### Directions for this task
Give the data below as a JSON list of strings, one string per line with blank lines left out. Include only the lines from the one containing "Please mark the grey" through the one containing "(1044, 357)", with both of those lines included.

(Records from a collection)
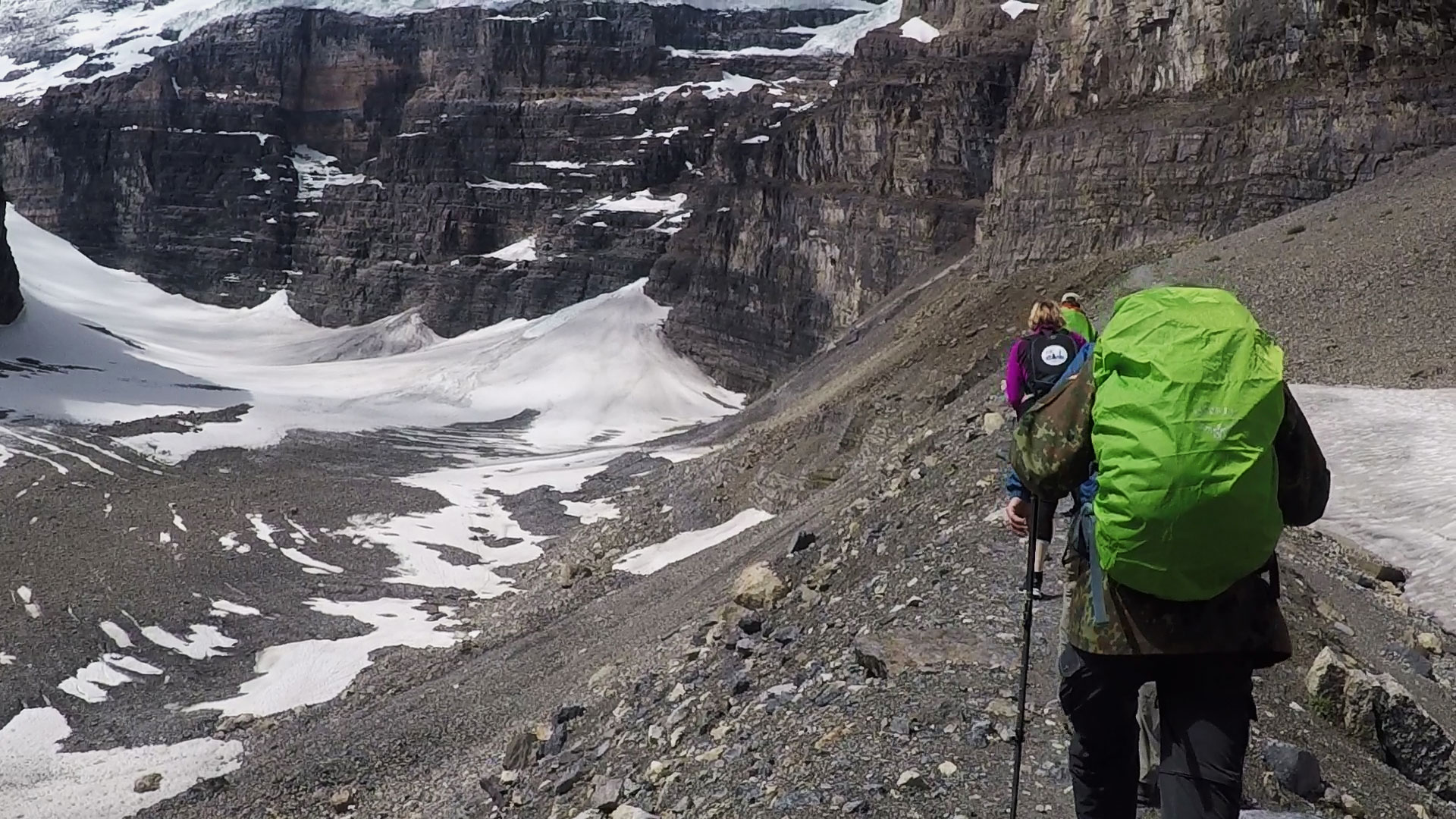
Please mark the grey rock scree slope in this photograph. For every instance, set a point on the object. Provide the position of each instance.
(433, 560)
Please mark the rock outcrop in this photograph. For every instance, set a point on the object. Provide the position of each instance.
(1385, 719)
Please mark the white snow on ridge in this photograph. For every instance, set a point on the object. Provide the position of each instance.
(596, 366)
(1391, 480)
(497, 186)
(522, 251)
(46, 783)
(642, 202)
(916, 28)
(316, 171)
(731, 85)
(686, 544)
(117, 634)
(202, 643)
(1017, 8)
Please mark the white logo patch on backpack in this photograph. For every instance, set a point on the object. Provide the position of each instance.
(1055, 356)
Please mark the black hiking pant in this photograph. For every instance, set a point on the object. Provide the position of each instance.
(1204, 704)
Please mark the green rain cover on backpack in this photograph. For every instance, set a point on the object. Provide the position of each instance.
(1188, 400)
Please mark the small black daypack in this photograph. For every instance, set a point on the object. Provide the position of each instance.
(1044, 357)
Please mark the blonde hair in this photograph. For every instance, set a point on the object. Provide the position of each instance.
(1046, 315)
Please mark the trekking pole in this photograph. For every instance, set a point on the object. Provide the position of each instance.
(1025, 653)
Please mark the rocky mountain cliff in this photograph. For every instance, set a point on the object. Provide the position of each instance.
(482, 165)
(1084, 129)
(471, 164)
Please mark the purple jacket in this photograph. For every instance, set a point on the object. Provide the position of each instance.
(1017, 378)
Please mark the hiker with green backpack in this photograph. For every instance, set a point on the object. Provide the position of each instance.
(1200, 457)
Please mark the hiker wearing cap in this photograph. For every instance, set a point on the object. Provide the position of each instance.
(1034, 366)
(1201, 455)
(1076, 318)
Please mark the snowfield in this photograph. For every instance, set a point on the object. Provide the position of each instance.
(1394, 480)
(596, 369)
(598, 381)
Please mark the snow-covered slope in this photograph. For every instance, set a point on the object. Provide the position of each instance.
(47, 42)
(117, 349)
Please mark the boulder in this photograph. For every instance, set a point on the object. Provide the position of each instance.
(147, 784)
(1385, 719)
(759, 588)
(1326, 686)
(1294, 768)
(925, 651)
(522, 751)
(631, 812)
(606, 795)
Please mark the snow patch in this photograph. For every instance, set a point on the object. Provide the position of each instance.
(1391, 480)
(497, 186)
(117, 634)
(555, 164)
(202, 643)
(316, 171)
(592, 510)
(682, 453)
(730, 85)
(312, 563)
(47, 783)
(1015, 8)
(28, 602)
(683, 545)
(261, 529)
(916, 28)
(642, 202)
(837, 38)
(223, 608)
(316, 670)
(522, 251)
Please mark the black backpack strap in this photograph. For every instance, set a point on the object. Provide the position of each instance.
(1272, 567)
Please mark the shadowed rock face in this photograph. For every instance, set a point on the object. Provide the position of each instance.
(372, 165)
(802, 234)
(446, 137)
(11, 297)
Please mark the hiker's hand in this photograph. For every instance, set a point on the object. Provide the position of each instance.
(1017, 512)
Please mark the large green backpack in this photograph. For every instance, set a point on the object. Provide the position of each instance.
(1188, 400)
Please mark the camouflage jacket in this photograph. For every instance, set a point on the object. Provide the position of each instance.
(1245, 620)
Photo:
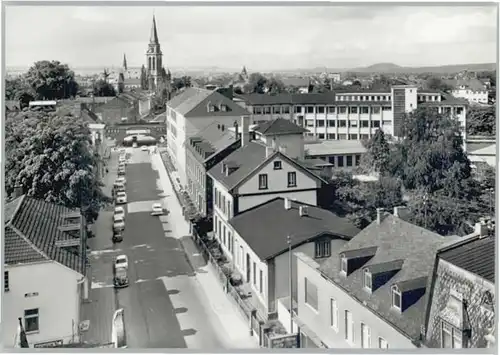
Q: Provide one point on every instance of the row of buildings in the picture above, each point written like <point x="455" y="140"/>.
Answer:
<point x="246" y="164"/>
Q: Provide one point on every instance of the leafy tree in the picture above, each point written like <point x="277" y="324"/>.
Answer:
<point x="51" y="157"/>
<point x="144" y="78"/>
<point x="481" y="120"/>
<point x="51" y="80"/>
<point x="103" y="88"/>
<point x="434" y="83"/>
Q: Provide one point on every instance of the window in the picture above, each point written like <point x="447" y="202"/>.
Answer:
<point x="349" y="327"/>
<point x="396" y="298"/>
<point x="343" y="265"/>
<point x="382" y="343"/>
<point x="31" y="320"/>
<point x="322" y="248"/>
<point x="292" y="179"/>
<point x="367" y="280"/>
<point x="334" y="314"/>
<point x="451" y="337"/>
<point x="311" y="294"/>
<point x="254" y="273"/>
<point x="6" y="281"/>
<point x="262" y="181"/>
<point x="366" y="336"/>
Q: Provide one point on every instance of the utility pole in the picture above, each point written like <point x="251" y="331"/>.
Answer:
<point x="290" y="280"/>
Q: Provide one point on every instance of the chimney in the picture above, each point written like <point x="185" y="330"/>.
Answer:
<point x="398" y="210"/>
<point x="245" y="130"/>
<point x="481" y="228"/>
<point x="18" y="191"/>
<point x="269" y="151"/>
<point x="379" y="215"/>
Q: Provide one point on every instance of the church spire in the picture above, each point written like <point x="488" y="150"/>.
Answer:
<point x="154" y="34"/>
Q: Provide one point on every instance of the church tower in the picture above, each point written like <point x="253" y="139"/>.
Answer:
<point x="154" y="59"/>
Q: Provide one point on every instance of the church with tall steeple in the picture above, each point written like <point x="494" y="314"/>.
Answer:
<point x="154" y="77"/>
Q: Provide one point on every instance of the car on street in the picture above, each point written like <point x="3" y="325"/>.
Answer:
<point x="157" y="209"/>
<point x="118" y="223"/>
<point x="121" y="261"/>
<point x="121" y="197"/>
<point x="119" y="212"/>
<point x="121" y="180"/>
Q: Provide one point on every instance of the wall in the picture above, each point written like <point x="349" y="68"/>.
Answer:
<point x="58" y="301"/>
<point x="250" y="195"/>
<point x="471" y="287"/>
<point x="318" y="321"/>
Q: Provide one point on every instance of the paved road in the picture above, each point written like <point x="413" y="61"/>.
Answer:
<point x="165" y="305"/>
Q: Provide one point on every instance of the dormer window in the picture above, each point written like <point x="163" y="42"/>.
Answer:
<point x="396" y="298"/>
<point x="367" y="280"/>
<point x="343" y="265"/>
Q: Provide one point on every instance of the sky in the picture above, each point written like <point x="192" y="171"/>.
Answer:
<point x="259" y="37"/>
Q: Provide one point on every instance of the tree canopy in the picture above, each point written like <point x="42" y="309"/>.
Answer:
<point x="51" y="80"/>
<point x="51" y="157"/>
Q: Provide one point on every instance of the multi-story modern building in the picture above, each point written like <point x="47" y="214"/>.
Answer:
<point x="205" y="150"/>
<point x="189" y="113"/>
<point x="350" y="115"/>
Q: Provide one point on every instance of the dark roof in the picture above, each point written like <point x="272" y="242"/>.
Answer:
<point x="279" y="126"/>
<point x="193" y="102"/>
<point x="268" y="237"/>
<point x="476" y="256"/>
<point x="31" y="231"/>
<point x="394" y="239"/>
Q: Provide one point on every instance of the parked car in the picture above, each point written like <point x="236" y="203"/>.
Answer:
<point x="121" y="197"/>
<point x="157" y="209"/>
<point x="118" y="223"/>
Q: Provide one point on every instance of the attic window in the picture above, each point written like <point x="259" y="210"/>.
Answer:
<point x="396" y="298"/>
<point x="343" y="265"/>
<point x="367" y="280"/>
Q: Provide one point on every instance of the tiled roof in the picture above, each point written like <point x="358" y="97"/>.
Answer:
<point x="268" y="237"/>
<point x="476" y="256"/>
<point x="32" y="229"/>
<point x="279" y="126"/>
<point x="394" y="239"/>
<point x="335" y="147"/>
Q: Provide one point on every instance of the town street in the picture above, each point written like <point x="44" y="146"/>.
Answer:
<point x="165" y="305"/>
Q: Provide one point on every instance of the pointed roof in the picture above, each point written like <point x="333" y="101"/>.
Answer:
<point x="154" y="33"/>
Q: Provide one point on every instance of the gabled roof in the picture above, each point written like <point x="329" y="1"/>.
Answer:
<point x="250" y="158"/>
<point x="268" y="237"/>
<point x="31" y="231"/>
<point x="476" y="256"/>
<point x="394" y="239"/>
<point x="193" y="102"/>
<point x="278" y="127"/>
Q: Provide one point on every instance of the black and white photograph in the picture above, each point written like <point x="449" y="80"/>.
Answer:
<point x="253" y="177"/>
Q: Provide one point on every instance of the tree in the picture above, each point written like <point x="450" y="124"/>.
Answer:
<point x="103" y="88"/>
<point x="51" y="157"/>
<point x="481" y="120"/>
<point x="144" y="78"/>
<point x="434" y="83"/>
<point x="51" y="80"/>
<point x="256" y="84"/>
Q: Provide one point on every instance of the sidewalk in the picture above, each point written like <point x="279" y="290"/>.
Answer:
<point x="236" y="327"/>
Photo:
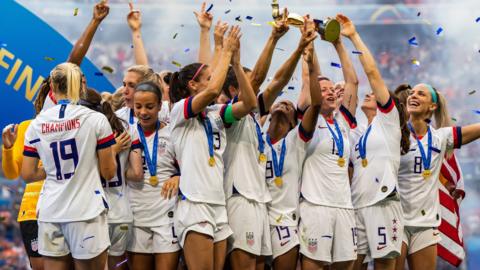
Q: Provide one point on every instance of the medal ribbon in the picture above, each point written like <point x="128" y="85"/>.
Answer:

==

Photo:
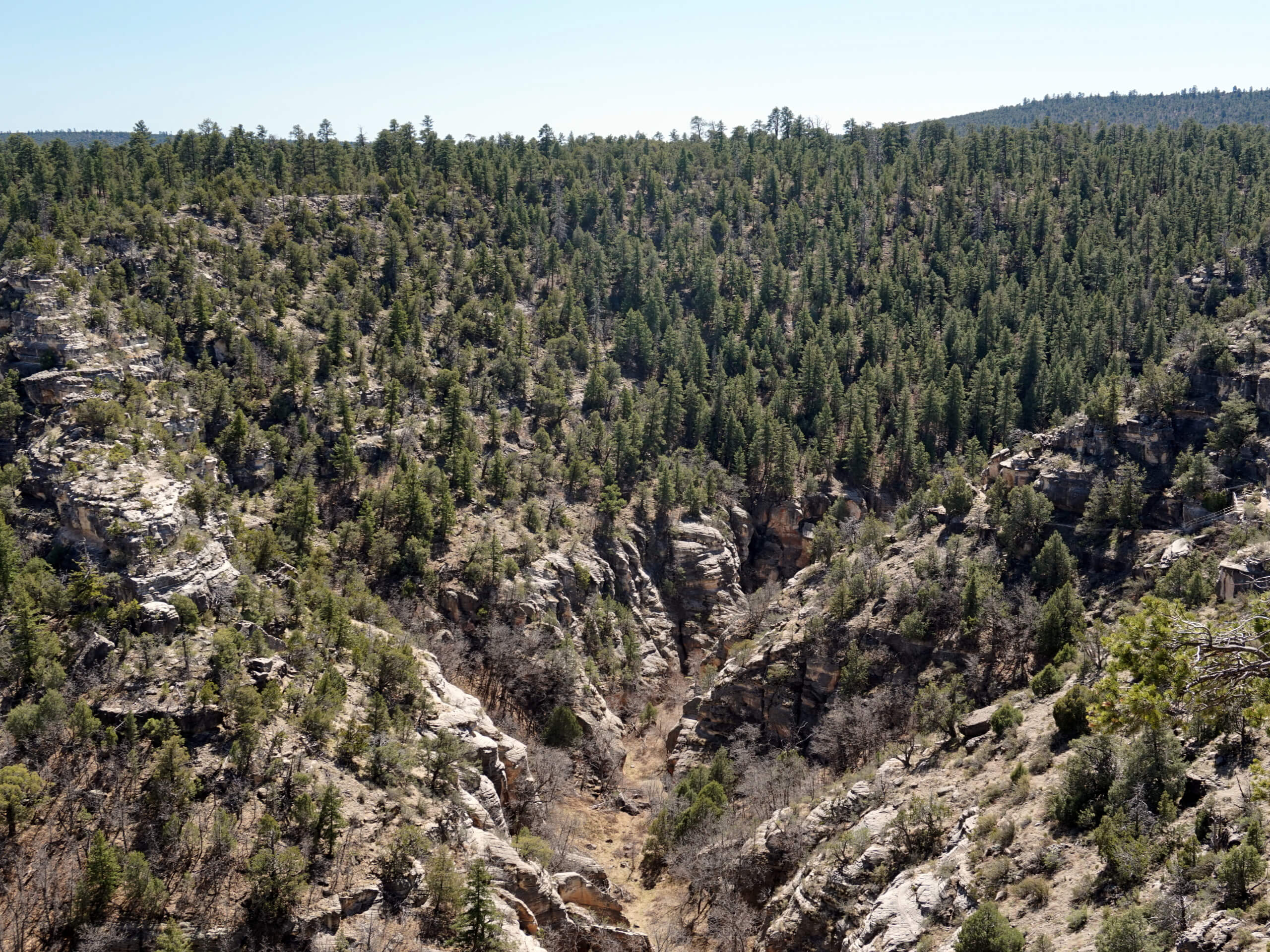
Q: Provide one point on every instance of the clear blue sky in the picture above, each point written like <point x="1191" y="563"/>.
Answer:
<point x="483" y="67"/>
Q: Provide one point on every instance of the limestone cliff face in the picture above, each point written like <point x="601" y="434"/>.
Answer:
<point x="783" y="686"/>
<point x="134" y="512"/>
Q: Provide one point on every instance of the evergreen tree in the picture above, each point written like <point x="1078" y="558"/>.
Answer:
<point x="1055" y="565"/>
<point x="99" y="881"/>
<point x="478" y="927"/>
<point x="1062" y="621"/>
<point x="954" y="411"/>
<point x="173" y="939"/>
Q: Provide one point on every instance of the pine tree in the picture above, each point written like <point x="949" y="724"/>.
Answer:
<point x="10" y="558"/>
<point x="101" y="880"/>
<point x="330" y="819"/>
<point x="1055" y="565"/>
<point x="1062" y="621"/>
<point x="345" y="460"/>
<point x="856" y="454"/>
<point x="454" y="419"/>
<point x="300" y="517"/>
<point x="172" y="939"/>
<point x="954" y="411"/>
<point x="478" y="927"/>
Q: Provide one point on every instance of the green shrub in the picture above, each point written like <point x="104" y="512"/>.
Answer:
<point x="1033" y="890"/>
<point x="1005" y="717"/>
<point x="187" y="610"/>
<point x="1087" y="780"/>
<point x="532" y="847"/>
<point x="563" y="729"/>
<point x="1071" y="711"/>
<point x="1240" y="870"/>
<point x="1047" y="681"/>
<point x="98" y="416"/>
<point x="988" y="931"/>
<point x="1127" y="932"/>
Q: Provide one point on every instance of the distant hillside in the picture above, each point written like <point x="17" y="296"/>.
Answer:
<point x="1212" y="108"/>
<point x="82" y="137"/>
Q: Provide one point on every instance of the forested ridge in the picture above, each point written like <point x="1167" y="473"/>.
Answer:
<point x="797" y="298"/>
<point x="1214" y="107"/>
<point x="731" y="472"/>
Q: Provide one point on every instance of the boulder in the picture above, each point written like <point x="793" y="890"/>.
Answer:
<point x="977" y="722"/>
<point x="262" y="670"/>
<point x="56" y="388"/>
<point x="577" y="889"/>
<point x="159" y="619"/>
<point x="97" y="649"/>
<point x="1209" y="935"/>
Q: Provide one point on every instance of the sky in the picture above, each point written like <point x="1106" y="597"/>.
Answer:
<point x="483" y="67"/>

### Output of the exercise
[
  "Please mark the grey rock scree slope in this photograph. For every instance, set a point on the object. Provide the position of each instance.",
  "(433, 560)",
  "Please mark the rock outcrop in this photograph. For every instance, set a point on the object. Provide the position of each instance.",
  "(1385, 719)",
  "Please mark the white snow on ridge in this photograph. For every instance, set a point on the object. Provide the position of each instance.",
  "(596, 366)",
  "(1391, 480)",
  "(497, 186)",
  "(522, 251)",
  "(46, 783)",
  "(642, 202)",
  "(916, 28)",
  "(316, 171)",
  "(731, 85)",
  "(686, 544)",
  "(117, 634)",
  "(202, 643)",
  "(1017, 8)",
  "Please mark the white logo patch on backpack in this photograph. For every instance, set a point on the object. Provide the position of each instance.",
  "(1055, 356)",
  "Please mark the black hiking pant in this photograph. For every instance, set a point on the object. Provide the position of each instance.",
  "(1204, 704)",
  "Please mark the green rain cover on backpack in this photograph. For every instance, set a point on the object. Provide the position of each instance.",
  "(1188, 400)",
  "Please mark the small black daypack in this photograph. For every instance, set a point on the object. Provide the position of each instance.",
  "(1044, 357)"
]